**Records:**
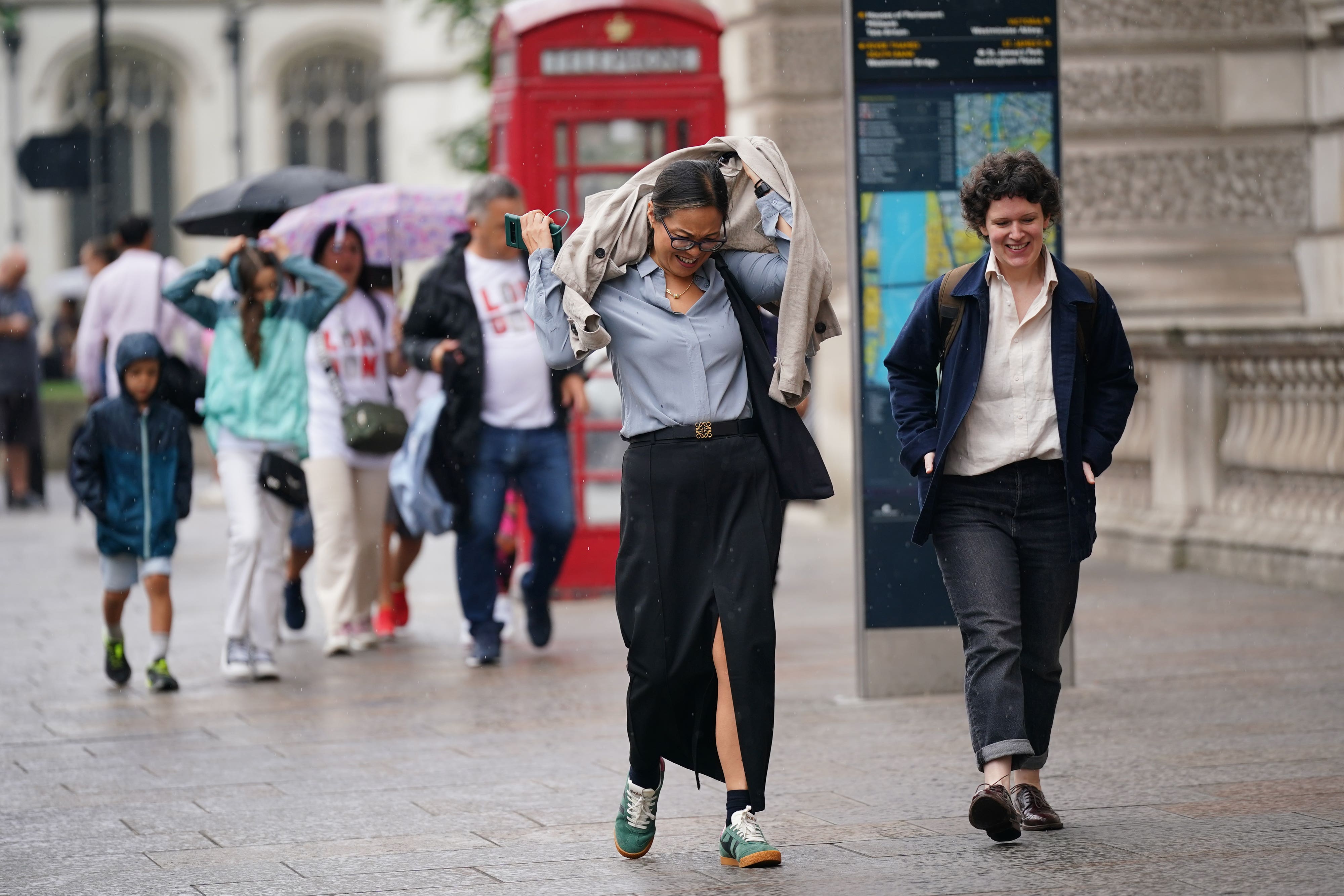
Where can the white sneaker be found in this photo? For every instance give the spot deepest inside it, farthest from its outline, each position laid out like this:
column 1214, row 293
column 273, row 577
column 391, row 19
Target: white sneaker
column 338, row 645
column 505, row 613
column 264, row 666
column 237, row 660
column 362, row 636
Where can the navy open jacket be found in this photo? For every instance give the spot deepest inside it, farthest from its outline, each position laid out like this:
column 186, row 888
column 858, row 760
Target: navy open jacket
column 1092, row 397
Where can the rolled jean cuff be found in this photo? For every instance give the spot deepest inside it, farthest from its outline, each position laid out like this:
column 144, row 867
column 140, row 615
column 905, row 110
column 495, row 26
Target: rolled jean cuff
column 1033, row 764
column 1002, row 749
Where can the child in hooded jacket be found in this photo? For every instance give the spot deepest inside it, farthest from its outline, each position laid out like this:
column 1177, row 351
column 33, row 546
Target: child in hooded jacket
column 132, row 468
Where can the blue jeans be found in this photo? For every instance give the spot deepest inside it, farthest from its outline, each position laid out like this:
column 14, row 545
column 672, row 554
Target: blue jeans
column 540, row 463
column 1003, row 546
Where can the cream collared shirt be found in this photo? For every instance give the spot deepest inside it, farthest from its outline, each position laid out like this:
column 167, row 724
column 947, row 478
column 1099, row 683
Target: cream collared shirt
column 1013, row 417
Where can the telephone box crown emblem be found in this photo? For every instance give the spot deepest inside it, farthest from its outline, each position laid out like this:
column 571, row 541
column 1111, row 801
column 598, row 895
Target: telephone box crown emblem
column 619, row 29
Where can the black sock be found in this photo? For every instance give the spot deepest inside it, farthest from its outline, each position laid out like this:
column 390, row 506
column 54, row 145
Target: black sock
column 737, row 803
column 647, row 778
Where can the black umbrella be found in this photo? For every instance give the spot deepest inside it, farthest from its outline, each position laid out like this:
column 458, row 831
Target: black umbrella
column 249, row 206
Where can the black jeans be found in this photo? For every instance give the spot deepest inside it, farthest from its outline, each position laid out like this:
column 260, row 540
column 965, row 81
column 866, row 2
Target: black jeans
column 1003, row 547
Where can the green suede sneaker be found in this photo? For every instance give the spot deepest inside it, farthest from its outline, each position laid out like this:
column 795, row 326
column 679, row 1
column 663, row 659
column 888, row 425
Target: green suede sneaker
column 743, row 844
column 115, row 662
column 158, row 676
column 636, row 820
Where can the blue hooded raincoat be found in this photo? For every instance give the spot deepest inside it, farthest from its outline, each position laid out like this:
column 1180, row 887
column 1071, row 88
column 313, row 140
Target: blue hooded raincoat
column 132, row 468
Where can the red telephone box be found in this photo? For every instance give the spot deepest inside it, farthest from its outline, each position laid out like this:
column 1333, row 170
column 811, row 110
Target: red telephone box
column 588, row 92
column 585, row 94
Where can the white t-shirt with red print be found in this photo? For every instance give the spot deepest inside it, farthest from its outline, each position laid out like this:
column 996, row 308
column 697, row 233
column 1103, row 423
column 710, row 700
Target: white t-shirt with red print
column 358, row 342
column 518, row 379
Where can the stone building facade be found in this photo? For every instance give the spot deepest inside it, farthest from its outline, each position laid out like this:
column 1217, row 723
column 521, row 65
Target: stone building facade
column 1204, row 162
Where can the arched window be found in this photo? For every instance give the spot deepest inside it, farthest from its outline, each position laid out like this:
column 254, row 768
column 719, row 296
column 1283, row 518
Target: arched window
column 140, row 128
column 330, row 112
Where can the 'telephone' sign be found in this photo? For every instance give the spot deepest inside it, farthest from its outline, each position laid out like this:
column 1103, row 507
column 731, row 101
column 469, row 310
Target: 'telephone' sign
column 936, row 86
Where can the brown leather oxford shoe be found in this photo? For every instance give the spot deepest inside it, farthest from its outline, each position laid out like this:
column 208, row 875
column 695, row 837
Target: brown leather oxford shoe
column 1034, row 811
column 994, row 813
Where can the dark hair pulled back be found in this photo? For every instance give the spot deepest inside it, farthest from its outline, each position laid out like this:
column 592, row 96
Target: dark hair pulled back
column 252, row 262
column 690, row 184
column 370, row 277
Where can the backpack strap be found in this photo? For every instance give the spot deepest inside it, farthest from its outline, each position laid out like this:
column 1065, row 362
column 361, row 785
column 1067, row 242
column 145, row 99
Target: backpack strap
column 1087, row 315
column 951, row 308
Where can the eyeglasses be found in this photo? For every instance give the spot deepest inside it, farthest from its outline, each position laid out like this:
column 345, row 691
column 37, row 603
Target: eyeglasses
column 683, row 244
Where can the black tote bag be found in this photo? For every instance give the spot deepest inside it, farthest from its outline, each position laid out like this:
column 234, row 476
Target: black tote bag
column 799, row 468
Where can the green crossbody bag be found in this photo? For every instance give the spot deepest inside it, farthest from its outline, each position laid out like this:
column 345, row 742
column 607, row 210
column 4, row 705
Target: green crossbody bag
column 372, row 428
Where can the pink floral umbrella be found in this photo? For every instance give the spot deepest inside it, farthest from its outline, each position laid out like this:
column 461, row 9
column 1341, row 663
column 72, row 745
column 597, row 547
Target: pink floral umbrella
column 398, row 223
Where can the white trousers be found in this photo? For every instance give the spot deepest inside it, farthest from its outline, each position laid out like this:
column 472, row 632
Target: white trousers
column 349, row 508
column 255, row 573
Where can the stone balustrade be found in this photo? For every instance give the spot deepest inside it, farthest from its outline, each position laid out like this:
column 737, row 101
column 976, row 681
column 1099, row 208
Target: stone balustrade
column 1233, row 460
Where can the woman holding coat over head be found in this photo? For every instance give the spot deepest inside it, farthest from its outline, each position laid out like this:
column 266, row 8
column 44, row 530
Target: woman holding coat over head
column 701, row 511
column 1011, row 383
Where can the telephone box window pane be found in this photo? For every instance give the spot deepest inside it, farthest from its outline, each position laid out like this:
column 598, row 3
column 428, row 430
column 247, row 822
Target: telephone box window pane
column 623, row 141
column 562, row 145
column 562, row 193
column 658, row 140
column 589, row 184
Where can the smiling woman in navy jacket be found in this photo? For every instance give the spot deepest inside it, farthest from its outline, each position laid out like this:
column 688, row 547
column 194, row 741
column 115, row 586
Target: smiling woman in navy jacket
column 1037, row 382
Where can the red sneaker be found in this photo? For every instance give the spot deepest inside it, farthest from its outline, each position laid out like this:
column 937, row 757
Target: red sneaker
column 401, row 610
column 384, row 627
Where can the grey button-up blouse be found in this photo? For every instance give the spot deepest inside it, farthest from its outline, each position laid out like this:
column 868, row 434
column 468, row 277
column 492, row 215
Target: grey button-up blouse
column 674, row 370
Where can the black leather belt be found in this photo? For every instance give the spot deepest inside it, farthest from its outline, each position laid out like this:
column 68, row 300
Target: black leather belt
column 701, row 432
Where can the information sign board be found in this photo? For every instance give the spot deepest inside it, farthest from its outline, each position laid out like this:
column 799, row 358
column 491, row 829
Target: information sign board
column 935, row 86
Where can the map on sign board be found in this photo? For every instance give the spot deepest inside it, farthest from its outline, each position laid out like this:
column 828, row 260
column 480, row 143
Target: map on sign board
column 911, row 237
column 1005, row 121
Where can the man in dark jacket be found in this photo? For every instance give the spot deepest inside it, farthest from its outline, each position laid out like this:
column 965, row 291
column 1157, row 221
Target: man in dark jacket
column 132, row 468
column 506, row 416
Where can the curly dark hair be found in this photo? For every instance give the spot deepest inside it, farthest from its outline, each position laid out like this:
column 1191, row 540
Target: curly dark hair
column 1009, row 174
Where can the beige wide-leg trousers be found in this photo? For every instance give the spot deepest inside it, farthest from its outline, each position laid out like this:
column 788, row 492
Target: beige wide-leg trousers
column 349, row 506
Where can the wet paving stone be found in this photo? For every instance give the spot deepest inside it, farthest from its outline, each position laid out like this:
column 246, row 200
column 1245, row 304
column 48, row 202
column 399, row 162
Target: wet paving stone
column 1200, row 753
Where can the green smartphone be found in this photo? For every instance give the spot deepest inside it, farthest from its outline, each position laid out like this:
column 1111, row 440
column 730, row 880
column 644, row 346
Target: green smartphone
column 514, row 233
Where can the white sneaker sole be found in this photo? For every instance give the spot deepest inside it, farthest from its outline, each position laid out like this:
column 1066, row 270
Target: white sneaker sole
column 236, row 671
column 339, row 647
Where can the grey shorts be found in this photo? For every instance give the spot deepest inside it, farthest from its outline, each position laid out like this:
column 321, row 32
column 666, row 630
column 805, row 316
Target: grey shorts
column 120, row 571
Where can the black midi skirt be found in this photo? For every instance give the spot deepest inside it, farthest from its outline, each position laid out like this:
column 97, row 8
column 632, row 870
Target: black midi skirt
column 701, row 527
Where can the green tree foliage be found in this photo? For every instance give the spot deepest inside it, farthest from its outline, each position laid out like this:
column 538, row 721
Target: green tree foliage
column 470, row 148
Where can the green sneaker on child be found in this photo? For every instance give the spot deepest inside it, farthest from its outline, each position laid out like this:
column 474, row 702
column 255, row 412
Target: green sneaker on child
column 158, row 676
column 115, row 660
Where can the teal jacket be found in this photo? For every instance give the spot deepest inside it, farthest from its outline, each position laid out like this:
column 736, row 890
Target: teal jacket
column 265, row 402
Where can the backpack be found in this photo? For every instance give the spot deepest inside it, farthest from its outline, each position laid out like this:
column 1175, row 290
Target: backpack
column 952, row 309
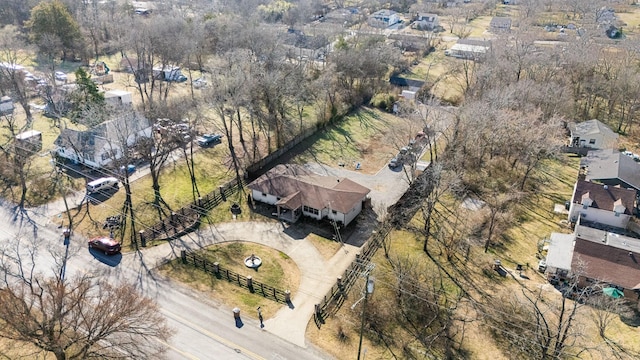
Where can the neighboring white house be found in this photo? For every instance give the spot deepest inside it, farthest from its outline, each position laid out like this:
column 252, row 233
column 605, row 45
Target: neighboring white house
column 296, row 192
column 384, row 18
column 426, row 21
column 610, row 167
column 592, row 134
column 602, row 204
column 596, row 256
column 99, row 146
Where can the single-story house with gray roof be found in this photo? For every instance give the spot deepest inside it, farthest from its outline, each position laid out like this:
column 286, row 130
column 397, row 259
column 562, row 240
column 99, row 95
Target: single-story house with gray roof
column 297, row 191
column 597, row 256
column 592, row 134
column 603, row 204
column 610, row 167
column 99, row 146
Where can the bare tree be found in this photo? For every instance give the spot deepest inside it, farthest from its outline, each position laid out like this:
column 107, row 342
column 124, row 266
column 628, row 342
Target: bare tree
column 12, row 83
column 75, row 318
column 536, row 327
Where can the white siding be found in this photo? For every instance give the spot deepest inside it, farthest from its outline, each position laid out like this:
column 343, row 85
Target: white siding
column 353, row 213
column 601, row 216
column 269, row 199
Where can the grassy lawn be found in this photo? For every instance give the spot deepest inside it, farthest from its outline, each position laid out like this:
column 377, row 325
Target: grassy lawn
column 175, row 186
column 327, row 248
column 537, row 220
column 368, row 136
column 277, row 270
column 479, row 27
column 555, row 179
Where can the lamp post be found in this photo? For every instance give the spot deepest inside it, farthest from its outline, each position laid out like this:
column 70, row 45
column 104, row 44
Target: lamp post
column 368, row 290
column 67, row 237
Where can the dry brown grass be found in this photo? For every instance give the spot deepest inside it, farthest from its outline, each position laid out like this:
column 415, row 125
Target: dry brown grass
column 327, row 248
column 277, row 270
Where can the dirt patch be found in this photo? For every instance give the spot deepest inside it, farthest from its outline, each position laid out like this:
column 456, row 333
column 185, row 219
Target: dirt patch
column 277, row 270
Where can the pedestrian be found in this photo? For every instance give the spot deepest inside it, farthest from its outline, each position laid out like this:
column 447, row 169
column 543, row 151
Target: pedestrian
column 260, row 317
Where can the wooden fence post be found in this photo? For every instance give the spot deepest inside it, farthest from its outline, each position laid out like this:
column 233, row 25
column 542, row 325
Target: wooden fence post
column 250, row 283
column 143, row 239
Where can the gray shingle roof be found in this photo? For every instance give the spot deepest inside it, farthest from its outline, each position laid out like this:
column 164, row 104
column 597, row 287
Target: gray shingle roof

**To do:** Quote, without alteration, the final stretch of the entries: the line with "Where can the pedestrian" onward to the last line.

**Result of the task:**
Where can the pedestrian be found in this photo? For every instance give the spot deepest inside it, farthest from its outline, each position laid out like this:
column 447, row 169
column 543, row 151
Target: pedestrian
column 260, row 317
Where can the wooden fence post be found in this photo? For every instance give the spot deepest inside it, farthest from its outline, each position laid out like this:
column 233, row 25
column 542, row 325
Target: wooden fence post
column 250, row 283
column 143, row 239
Where can the gray shingle roof be found in this photo? For every instance give the spot deepest inside it, farthest from its outline, each position laid out like this:
column 164, row 104
column 597, row 287
Target: gray shingle roof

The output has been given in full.